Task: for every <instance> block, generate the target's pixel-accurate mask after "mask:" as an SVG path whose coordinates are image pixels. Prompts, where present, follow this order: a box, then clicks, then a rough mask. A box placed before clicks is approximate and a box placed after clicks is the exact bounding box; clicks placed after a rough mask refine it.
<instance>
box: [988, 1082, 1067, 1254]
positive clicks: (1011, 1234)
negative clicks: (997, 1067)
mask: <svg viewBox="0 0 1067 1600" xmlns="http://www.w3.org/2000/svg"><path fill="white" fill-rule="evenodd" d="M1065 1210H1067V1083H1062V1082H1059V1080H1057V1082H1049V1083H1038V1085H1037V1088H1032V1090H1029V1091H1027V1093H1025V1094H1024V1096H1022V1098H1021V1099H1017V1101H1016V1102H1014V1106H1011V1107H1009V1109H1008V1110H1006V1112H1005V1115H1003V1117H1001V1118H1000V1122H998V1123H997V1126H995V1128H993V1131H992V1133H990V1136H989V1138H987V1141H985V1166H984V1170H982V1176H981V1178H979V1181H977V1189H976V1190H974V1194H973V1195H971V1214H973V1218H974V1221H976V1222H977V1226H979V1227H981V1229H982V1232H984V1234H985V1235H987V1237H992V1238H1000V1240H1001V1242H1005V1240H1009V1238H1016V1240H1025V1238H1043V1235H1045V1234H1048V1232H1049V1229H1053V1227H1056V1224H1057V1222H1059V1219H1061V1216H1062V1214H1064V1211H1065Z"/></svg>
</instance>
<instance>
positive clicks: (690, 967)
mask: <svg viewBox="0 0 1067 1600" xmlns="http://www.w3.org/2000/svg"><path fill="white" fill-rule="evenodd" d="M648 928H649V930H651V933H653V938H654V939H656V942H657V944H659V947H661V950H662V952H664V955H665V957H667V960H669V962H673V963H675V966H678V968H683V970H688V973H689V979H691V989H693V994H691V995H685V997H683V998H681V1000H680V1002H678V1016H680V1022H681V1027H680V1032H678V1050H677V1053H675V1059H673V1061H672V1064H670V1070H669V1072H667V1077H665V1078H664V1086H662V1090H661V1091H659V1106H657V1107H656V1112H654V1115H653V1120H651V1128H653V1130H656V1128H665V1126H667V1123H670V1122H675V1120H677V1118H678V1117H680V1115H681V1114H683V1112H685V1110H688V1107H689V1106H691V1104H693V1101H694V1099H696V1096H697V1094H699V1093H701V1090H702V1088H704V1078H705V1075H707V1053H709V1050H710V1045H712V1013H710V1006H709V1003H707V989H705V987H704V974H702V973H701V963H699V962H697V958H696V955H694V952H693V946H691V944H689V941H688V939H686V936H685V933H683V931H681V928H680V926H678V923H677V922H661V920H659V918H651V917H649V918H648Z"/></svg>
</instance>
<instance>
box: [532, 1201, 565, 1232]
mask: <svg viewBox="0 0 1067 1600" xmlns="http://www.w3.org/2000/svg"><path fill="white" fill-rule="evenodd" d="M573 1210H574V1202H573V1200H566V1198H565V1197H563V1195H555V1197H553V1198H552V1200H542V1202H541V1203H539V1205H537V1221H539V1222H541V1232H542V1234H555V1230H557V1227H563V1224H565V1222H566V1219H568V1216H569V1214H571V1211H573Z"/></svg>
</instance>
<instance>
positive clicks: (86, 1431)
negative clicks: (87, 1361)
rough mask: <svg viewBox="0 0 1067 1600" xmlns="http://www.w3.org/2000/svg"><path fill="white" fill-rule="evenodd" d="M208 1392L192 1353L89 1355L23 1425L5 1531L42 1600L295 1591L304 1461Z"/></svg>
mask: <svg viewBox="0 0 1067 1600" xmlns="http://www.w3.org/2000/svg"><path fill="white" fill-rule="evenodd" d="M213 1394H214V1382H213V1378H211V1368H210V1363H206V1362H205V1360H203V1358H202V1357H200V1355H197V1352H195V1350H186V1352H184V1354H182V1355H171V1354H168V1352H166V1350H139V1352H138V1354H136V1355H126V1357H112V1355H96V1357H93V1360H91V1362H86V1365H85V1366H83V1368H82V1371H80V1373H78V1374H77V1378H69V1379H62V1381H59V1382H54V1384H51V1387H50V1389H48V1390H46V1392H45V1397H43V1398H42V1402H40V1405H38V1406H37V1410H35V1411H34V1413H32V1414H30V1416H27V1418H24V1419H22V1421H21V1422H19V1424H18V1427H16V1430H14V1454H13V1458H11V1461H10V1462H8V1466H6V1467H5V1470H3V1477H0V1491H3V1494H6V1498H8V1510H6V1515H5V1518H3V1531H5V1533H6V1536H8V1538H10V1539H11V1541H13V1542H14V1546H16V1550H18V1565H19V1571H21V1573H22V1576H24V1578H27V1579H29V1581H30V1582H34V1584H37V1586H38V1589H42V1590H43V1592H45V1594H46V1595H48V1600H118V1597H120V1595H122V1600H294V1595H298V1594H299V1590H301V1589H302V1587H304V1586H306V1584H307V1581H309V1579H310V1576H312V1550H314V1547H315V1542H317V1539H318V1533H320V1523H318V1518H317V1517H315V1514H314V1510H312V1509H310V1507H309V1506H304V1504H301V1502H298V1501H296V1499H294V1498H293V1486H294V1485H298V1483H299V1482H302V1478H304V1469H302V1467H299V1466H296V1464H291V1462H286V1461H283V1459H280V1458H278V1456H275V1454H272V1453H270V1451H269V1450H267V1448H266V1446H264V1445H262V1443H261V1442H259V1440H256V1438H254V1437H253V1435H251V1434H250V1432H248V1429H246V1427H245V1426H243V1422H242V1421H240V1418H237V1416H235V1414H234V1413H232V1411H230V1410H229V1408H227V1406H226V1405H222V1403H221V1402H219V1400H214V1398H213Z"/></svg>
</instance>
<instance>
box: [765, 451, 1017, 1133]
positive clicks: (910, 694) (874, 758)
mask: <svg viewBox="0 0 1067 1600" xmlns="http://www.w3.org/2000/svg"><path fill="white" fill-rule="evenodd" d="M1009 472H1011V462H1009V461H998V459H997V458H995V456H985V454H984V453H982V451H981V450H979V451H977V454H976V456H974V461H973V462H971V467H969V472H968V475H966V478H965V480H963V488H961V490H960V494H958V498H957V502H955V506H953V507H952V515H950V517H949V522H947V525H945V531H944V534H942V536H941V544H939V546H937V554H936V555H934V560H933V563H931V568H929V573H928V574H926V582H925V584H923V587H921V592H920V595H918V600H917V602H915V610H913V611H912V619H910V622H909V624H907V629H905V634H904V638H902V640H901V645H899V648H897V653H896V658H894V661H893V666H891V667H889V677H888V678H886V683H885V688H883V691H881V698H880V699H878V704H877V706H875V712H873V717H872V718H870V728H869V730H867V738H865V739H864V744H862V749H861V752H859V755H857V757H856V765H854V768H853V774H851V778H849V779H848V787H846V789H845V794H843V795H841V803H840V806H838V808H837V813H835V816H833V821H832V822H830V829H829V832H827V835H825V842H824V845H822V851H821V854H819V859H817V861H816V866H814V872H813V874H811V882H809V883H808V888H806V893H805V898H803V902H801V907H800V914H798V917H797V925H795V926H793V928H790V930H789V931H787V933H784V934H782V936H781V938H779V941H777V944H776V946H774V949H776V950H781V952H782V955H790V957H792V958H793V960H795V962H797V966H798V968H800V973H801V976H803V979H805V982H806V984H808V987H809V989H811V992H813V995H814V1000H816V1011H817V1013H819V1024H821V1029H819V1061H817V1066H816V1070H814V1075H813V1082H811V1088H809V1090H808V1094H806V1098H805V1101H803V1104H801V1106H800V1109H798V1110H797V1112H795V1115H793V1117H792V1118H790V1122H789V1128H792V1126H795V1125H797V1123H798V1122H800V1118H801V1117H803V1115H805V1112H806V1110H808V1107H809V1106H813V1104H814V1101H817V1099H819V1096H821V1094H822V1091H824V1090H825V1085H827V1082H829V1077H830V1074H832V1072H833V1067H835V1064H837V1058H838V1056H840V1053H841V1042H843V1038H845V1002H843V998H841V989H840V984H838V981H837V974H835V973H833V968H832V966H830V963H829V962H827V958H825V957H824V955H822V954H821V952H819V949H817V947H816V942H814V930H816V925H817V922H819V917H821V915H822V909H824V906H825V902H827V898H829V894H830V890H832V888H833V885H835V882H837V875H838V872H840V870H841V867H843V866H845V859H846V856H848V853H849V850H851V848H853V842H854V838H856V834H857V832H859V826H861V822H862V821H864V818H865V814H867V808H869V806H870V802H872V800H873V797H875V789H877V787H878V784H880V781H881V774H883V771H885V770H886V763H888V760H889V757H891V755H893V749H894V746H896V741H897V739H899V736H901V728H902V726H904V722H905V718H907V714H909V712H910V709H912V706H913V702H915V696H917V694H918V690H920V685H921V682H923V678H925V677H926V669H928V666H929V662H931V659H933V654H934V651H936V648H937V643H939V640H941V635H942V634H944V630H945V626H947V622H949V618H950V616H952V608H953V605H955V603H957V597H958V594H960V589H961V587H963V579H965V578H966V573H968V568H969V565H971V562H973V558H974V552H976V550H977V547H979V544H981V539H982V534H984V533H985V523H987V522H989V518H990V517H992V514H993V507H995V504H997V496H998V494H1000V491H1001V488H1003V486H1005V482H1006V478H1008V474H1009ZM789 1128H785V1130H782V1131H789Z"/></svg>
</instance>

:::

**DIRECTIONS FOR THIS TASK**
Copy the listing from its first line through the line with "negative clicks: (997, 1067)", substituting "foreground clicks" for "positive clicks" and leaving everything else unchanged.

**EXERCISE RESPONSE**
Task: for every <instance> block, generate the target's pixel-accurate mask after "mask:" as an SVG path whose coordinates are image pixels. Prompts, where present, follow this order: a box, then clicks, then a rough mask. A box placed before clicks is approximate and a box placed after clicks is the exact bounding box; clicks placed after a rough mask refine it.
<instance>
box: [988, 1082, 1067, 1254]
foreground clicks: (1011, 1234)
negative clicks: (997, 1067)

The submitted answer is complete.